■ Your instructions ■
Look below for the line containing "Practice. Locate the cat's back". Output it and each remaining line of the entries exactly, and nothing else.

■ Available data ■
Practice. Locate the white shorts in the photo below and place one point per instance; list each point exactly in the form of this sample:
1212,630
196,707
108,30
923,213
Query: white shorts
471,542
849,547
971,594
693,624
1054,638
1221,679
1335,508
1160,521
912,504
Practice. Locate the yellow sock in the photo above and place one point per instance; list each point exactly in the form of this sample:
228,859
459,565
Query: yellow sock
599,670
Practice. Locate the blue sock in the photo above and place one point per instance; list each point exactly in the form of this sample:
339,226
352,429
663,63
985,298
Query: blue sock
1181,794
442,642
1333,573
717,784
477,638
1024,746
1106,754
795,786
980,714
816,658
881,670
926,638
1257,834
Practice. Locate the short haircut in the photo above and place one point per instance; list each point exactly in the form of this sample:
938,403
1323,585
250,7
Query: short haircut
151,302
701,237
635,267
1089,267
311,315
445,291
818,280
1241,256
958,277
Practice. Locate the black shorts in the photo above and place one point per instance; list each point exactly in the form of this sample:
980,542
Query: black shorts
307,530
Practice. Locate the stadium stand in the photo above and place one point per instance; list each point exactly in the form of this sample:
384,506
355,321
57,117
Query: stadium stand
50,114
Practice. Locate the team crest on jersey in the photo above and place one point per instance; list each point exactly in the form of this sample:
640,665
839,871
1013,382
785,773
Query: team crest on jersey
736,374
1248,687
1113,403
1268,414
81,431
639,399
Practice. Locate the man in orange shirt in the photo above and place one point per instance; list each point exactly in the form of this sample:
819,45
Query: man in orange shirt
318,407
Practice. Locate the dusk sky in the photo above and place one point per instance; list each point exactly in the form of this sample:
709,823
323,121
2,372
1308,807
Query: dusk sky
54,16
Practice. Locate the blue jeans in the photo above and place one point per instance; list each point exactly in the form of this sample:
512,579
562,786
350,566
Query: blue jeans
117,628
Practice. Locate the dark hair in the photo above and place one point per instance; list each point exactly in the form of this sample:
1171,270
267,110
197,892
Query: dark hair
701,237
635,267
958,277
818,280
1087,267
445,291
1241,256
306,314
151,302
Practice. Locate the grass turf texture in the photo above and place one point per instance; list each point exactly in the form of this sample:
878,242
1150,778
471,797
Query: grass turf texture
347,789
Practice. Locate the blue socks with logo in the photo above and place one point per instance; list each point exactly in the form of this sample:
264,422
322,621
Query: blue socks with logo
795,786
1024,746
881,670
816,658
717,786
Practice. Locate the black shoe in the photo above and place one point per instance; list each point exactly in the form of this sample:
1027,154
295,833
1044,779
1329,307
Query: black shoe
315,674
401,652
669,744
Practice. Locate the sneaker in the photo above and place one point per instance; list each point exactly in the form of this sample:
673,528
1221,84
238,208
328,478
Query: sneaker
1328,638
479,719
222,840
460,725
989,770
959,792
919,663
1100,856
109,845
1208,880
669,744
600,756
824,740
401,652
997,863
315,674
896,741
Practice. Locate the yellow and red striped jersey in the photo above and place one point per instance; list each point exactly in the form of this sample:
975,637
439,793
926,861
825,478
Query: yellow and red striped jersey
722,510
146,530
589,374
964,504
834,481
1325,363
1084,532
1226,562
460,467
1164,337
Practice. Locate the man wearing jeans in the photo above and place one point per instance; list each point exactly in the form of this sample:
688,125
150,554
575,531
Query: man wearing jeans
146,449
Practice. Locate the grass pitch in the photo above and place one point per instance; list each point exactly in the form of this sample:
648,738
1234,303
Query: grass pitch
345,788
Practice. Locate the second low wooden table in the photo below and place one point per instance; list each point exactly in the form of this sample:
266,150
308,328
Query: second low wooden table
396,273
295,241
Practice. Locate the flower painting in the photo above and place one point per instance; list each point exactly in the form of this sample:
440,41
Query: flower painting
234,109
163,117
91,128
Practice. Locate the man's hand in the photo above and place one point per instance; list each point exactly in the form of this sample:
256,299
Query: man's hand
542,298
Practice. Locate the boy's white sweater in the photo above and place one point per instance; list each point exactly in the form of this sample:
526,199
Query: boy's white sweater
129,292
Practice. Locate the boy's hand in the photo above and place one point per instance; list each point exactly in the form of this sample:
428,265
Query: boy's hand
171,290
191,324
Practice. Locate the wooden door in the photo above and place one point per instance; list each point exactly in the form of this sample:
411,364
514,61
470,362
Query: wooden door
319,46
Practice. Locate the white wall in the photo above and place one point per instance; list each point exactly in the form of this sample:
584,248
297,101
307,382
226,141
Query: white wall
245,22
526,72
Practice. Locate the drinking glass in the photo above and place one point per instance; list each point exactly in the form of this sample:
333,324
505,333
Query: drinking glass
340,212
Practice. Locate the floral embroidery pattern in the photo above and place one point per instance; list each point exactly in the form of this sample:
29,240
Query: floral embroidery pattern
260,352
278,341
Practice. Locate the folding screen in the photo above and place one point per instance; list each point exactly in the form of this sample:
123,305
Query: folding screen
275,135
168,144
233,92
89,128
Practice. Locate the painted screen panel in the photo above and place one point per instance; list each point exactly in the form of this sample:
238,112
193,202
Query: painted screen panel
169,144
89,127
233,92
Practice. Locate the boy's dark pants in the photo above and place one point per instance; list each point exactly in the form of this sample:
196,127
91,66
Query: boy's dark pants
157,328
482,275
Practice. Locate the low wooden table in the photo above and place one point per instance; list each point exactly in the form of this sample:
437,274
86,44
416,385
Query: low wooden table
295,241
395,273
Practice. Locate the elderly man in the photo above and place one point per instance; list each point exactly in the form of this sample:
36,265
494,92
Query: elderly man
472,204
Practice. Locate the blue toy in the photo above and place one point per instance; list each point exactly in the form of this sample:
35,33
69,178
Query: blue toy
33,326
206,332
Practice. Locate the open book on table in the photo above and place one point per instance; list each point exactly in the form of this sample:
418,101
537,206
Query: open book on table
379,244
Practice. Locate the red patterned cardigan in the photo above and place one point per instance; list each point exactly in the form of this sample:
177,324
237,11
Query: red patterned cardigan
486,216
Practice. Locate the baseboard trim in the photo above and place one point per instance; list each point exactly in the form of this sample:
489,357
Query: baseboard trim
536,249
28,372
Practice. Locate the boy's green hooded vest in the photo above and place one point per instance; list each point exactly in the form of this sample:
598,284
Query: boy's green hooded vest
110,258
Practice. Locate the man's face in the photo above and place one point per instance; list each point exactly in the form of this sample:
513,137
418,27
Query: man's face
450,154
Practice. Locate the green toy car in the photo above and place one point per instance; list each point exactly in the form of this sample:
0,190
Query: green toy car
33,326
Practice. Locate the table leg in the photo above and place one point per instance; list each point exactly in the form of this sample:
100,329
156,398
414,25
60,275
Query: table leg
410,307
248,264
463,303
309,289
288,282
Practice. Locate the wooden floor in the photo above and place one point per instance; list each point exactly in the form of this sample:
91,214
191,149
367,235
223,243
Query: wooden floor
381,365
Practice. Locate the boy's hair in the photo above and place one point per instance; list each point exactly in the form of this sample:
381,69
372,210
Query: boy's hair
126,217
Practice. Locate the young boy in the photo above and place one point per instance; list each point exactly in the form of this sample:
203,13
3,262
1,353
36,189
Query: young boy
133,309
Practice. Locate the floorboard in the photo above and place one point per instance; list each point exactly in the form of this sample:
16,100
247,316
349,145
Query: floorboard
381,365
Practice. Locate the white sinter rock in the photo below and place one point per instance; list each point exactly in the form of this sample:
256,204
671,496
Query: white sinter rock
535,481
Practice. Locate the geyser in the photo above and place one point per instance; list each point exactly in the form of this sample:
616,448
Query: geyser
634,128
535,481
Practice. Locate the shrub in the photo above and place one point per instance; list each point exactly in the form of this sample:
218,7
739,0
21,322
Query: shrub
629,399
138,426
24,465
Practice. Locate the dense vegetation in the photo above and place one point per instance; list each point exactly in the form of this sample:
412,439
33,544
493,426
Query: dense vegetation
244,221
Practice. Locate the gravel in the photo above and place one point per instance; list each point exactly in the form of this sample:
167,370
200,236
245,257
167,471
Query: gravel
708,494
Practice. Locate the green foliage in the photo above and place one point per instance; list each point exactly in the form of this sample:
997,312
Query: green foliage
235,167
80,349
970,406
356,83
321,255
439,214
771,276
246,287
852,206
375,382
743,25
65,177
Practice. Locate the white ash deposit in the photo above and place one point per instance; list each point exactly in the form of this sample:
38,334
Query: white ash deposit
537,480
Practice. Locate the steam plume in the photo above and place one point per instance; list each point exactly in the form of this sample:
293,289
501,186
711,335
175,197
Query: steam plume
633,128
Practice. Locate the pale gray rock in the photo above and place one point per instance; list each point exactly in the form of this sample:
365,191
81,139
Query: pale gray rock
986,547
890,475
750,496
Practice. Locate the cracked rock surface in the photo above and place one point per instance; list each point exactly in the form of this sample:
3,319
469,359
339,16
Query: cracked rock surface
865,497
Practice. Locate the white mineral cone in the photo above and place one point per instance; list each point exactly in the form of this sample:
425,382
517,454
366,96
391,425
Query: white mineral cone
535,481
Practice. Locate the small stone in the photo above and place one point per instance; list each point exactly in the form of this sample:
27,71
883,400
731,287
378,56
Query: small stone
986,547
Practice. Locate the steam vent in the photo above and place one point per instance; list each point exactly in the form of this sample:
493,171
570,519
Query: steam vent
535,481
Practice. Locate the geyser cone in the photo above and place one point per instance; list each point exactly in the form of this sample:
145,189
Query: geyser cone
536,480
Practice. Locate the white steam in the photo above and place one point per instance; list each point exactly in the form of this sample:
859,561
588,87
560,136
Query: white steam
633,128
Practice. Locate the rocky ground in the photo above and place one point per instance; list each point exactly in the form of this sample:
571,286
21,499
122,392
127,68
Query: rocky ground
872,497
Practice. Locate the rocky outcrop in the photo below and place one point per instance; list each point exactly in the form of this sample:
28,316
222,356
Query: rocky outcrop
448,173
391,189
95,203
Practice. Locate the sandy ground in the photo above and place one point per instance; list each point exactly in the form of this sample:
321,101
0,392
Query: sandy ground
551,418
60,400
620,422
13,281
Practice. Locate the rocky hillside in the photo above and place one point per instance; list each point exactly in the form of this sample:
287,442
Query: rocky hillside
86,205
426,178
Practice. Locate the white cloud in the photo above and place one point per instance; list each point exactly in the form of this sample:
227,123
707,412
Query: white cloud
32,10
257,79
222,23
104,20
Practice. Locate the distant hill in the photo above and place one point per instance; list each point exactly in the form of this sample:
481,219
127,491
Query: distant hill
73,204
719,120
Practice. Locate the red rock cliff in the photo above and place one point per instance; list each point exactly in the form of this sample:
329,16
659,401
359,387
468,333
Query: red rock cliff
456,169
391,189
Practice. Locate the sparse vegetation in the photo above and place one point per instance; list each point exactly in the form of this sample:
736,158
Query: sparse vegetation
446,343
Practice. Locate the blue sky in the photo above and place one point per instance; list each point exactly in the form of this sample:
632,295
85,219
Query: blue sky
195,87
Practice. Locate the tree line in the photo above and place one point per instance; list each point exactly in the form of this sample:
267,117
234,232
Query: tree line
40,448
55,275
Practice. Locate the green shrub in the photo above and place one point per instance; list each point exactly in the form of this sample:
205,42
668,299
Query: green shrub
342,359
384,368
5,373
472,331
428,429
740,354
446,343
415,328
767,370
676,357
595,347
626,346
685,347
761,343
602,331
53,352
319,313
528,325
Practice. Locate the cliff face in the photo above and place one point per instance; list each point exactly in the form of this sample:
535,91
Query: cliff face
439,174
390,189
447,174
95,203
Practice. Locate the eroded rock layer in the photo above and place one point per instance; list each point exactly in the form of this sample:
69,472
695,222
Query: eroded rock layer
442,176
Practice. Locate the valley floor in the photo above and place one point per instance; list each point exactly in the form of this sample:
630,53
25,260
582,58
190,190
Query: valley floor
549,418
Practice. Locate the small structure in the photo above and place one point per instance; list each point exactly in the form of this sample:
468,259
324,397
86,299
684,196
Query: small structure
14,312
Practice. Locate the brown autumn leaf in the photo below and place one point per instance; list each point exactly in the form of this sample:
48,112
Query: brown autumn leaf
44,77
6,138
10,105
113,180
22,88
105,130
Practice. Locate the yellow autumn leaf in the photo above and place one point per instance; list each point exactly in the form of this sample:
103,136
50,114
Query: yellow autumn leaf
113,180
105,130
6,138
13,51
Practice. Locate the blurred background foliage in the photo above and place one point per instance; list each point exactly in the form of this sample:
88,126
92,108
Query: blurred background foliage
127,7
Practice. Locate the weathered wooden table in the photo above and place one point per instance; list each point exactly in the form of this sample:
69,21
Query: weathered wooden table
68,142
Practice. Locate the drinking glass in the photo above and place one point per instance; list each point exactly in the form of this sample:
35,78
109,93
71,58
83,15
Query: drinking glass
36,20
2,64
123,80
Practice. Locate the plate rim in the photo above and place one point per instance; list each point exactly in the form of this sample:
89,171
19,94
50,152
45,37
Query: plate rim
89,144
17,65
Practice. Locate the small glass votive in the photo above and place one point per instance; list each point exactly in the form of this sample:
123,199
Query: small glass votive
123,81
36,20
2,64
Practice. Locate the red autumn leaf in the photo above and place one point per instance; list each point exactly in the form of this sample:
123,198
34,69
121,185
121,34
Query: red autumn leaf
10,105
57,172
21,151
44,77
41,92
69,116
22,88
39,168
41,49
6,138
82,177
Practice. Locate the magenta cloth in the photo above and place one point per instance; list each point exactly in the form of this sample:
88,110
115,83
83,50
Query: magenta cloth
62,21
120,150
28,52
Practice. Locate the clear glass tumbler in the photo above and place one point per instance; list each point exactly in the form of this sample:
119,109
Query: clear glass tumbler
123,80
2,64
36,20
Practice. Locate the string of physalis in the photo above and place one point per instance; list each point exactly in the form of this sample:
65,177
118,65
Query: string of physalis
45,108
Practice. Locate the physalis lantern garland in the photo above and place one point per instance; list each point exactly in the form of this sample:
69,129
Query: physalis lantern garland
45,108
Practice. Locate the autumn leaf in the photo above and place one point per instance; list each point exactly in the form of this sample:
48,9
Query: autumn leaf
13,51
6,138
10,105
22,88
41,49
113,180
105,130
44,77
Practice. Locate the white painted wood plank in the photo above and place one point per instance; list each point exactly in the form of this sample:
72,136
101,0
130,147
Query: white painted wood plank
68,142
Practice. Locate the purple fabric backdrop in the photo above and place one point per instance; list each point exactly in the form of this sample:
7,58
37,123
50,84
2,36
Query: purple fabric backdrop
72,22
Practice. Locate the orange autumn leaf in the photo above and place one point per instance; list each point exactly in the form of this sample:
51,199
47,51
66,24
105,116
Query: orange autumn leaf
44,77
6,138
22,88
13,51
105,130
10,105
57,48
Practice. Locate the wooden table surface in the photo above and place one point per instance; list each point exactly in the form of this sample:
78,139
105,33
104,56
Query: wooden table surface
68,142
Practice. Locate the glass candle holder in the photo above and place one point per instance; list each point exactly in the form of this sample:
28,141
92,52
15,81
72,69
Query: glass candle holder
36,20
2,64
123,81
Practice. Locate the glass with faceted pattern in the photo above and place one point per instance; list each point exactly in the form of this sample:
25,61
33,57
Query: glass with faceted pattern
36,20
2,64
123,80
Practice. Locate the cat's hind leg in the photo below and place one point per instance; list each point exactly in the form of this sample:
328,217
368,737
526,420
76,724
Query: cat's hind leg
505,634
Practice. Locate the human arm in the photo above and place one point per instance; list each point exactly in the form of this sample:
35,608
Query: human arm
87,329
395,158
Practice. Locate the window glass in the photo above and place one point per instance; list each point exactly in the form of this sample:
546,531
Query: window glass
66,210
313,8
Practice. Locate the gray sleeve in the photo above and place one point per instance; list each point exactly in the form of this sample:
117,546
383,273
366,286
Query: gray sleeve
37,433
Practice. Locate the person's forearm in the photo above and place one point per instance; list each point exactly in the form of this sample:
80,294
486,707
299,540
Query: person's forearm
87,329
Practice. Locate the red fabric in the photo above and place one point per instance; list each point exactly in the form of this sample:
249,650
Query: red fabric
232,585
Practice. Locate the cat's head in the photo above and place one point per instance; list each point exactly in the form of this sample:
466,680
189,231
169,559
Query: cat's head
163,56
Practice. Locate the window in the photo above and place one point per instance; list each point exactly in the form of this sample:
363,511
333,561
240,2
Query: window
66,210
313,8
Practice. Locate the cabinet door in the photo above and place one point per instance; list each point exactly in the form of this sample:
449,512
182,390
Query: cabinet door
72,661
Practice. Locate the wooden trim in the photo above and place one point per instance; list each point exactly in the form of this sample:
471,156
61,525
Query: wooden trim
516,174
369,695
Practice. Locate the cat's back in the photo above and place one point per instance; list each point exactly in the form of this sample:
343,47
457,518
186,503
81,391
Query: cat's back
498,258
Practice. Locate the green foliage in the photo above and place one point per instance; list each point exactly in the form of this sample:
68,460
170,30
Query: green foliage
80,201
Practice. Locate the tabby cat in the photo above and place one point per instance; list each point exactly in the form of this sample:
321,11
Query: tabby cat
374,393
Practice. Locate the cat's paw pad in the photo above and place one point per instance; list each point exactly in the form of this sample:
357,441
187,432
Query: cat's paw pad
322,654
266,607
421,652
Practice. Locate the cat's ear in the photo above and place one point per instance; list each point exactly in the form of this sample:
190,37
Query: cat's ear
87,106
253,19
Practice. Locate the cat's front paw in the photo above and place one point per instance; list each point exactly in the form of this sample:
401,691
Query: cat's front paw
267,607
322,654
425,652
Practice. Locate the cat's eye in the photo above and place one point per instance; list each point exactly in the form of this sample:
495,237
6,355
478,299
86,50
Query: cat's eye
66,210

■ Problem solution ■
Practice. Locate the cat's back in the photo above and place one point per instance; list each point exactly in the form of this sample:
343,47
457,518
186,503
81,391
Query: cat's back
498,258
Practice. Locate the green foliage in the photo above and place one point per instance; list each point exactly in the form of this sample:
68,460
170,30
Query: green foliage
80,201
Practice. Locate the tabby cat in the photo above and place one point per instance; list each point exactly in the form of this sample:
321,11
Query: tabby cat
374,393
Practice. Locate the cat's paw pad in the photo above and place one point per instance; list each point exactly in the form of this sample:
357,441
187,432
Query: cat's paw pad
322,654
266,607
421,652
Practice. Locate the cat's ear in the photo above and place one point per instance; list each point exactly in the form of this sample:
190,37
Query: cat's ear
87,106
253,19
Practice. Locate the cat's front paw in the photo above and place one point per instance; list each point exactly in the form of this sample:
401,691
Query: cat's front paw
267,607
322,654
425,652
Practice. Locate the cat's eye in the photo above and place one point per instance; list each point exactly in the form of this sample:
495,237
6,355
478,299
86,50
Query: cat's eye
66,210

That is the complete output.